*** Opening of Information supplied ***
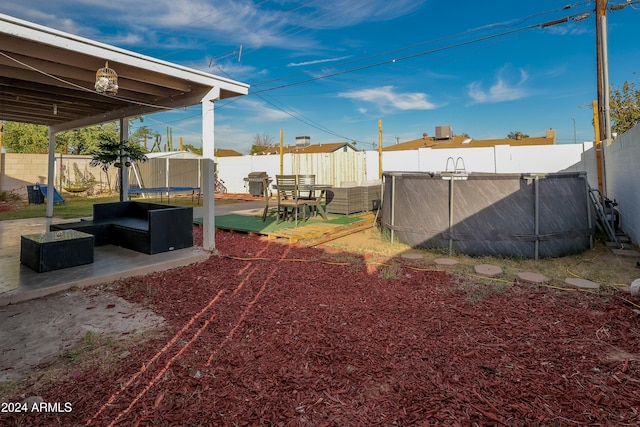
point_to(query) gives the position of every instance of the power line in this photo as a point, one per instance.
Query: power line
(418, 54)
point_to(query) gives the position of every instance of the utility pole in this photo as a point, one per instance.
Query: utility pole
(603, 92)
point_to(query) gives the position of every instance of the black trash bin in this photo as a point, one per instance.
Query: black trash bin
(256, 182)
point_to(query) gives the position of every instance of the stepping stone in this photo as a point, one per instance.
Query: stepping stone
(412, 255)
(581, 283)
(488, 270)
(445, 262)
(626, 252)
(535, 278)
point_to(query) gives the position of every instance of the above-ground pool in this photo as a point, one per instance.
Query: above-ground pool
(514, 215)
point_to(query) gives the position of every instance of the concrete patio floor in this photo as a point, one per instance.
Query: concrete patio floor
(20, 283)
*** Close of Information supplied ***
Aim of the exercise »
Images do not belong in the copy; reproduce all other parts of the records above verbatim.

Task response »
point_to(query) gives the position of every instance of the power line in this photo as a point, one per instance.
Query: power line
(418, 54)
point_to(query) gives the position of every instance of the utility pole in this photo as a point, one per instance.
Query: utility pole
(603, 92)
point_to(query) gives the position of every instance of the black trash bin in this photo as a point, one per instance.
Query: black trash bin
(256, 182)
point_to(query) gives the position of every instance of the stepping stone in this photo as a point, one per instance.
Query: stepping stone
(412, 255)
(581, 283)
(488, 270)
(445, 262)
(626, 252)
(535, 278)
point_to(query) gives the position of every instance of the above-ground pool in this photo as a point, one per instance.
Query: above-ground pool
(514, 215)
point_to(query) gives the position of every instance of the concrete patio floor in this photo as a point, one per instance.
Query: concrete patio floor
(20, 283)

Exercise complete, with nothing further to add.